** start of Provided entries **

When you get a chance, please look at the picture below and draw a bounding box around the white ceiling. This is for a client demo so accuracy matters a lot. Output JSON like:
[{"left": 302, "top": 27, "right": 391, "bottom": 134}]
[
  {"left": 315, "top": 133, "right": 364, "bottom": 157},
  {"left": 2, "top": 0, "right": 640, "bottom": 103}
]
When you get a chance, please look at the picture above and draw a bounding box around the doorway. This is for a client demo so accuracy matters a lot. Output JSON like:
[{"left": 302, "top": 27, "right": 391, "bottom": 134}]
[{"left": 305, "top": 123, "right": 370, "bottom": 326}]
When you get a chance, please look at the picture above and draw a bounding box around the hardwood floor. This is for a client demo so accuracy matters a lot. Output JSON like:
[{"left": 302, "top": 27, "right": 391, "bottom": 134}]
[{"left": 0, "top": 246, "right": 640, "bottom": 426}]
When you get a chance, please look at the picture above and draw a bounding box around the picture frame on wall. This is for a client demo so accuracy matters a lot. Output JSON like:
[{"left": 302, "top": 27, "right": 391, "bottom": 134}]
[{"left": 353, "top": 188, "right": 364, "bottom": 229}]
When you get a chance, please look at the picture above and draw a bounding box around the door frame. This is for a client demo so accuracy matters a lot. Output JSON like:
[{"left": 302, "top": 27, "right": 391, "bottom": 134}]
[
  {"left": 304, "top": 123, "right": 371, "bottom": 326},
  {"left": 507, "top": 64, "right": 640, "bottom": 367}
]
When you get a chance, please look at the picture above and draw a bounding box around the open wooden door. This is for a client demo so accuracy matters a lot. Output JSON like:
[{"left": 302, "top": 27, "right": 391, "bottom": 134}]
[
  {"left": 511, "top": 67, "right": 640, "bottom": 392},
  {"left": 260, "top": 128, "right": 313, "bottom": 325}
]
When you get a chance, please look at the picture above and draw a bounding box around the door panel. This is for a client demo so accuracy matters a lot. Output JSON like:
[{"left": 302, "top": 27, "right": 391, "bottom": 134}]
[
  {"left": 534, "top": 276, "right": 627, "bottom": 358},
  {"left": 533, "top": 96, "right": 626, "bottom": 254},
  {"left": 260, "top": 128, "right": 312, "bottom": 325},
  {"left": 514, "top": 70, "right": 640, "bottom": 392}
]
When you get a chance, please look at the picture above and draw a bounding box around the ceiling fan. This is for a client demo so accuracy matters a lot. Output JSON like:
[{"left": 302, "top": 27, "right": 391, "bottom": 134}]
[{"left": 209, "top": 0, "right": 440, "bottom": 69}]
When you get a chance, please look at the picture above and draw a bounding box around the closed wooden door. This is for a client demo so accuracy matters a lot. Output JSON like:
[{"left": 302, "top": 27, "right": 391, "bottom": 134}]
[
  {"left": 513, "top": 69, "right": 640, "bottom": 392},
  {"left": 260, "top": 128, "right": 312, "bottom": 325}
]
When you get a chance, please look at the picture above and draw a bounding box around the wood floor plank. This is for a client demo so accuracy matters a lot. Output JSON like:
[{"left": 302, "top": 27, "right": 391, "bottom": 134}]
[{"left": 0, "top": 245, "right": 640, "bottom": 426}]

** end of Provided entries **

_Problem to work on_.
State how many lines in the rows above contain the string "closed". Reply with the number only.

_Solution for this problem_.
1